** Exercise **
Reproduce every line of the records below verbatim, leaving out the pictures.

[begin Extracted material]

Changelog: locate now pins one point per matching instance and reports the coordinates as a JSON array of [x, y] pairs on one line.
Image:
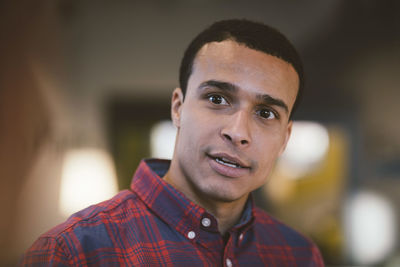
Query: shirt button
[[206, 222], [191, 234]]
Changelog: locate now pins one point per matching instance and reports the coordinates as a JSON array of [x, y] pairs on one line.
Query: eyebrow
[[230, 87]]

[end Extracted material]

** Expected answer **
Changelog: locate now pins one point per matching instance and reports the coordinates as a JSON array of [x, y] pairs on one line.
Image:
Query: shirt button
[[206, 222], [191, 234]]
Changelog: locate now pins one point per matching instance and reports the coordinates as a JSON array of [x, y] pairs on one line.
Query: eyebrow
[[230, 87]]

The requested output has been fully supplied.